# Task description:
Give all of the records again precisely, excluding whatever pictures they contain.

(Records from a collection)

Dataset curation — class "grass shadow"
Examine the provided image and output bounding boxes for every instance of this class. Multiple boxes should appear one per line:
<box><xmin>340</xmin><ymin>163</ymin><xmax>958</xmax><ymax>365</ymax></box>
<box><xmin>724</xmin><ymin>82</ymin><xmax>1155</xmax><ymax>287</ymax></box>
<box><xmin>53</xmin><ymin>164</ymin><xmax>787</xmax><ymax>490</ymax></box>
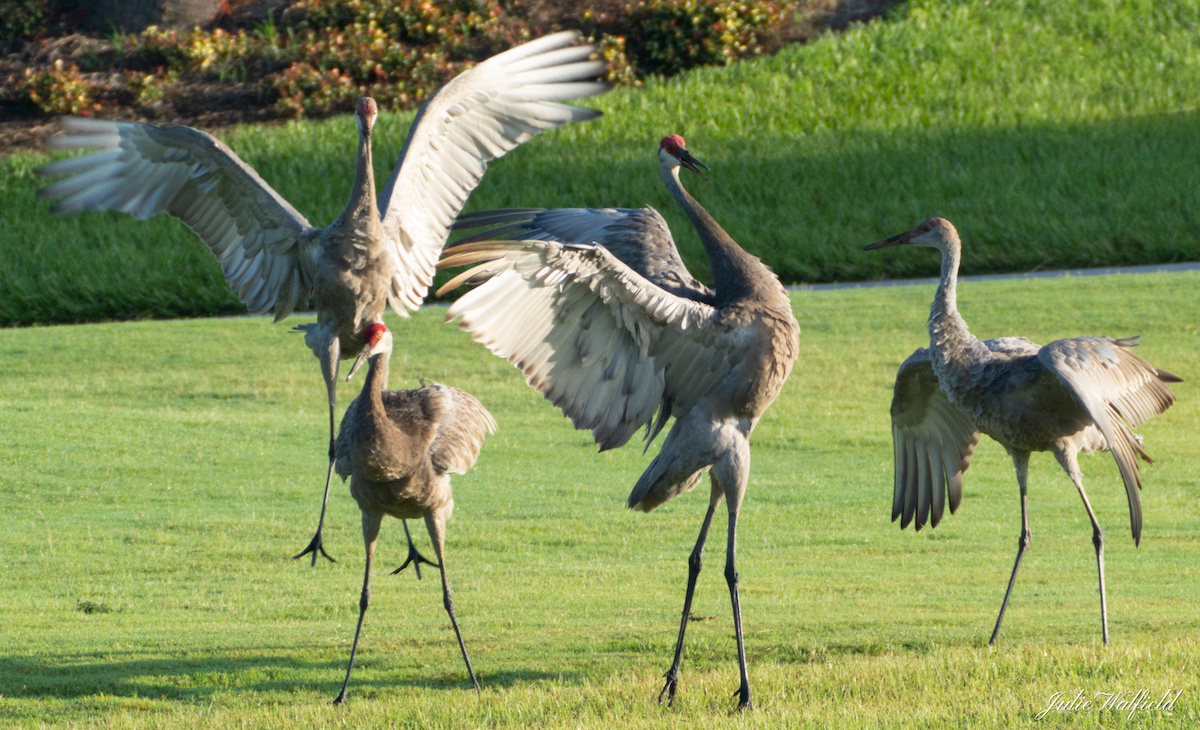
<box><xmin>0</xmin><ymin>648</ymin><xmax>579</xmax><ymax>703</ymax></box>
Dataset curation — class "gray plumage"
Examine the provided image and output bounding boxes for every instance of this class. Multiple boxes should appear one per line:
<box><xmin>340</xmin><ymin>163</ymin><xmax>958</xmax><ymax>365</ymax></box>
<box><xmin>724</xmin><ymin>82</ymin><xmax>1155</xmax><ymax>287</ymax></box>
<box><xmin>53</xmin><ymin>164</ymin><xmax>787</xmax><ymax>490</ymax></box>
<box><xmin>331</xmin><ymin>323</ymin><xmax>495</xmax><ymax>704</ymax></box>
<box><xmin>453</xmin><ymin>206</ymin><xmax>715</xmax><ymax>303</ymax></box>
<box><xmin>438</xmin><ymin>135</ymin><xmax>799</xmax><ymax>711</ymax></box>
<box><xmin>38</xmin><ymin>31</ymin><xmax>607</xmax><ymax>564</ymax></box>
<box><xmin>866</xmin><ymin>216</ymin><xmax>1181</xmax><ymax>645</ymax></box>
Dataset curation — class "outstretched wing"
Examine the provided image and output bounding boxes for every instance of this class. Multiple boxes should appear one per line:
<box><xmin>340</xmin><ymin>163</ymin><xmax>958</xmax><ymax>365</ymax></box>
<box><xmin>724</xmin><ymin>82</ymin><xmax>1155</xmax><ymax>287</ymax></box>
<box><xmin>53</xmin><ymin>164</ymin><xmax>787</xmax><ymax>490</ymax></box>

# Exercise result:
Dataset curation — class "grass shadow"
Examine the provided image and output bounding boxes for every instance of this class. Multiple boxes should appear one per line:
<box><xmin>340</xmin><ymin>163</ymin><xmax>958</xmax><ymax>365</ymax></box>
<box><xmin>724</xmin><ymin>82</ymin><xmax>1155</xmax><ymax>287</ymax></box>
<box><xmin>53</xmin><ymin>164</ymin><xmax>787</xmax><ymax>490</ymax></box>
<box><xmin>0</xmin><ymin>648</ymin><xmax>579</xmax><ymax>703</ymax></box>
Dataset curation — class "gray plumage"
Examine the provided image and output bounding boxes for every instance of this class. Multiple boxes should appear one per line:
<box><xmin>340</xmin><ymin>163</ymin><xmax>958</xmax><ymax>365</ymax></box>
<box><xmin>724</xmin><ymin>82</ymin><xmax>1155</xmax><ymax>287</ymax></box>
<box><xmin>53</xmin><ymin>164</ymin><xmax>787</xmax><ymax>490</ymax></box>
<box><xmin>331</xmin><ymin>323</ymin><xmax>495</xmax><ymax>704</ymax></box>
<box><xmin>453</xmin><ymin>206</ymin><xmax>715</xmax><ymax>303</ymax></box>
<box><xmin>438</xmin><ymin>135</ymin><xmax>799</xmax><ymax>711</ymax></box>
<box><xmin>38</xmin><ymin>31</ymin><xmax>607</xmax><ymax>564</ymax></box>
<box><xmin>866</xmin><ymin>216</ymin><xmax>1181</xmax><ymax>645</ymax></box>
Dataset curation — class "outstretched wing"
Examine the provided image and output bounding boxes for every instance of this class. Multiple boxes should appear one per line:
<box><xmin>340</xmin><ymin>163</ymin><xmax>958</xmax><ymax>365</ymax></box>
<box><xmin>724</xmin><ymin>82</ymin><xmax>1155</xmax><ymax>287</ymax></box>
<box><xmin>53</xmin><ymin>164</ymin><xmax>787</xmax><ymax>490</ymax></box>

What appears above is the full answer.